▶ WHAT NEEDS TO BE DONE
Restate exactly, and only, the lines from the one containing "the photo above." through the end of the entries, keeping both endpoints.

=== Section Start ===

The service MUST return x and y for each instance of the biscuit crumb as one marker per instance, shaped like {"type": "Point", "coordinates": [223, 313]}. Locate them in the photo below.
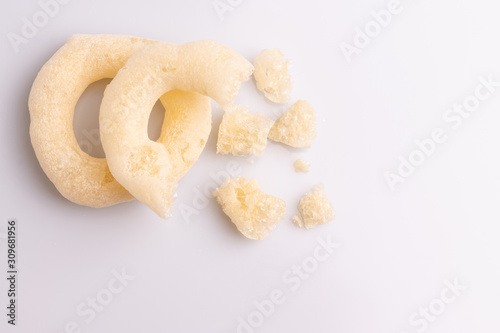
{"type": "Point", "coordinates": [271, 75]}
{"type": "Point", "coordinates": [315, 208]}
{"type": "Point", "coordinates": [296, 127]}
{"type": "Point", "coordinates": [254, 212]}
{"type": "Point", "coordinates": [301, 166]}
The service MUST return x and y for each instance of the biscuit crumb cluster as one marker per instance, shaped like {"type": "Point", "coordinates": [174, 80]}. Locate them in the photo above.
{"type": "Point", "coordinates": [185, 76]}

=== Section End ===

▶ ANSWER BOX
The service MUST return x and y for each instance of the biscuit crumb cluster as one marker per instance, shaped like {"type": "Point", "coordinates": [174, 80]}. Locate them in the photo above.
{"type": "Point", "coordinates": [185, 76]}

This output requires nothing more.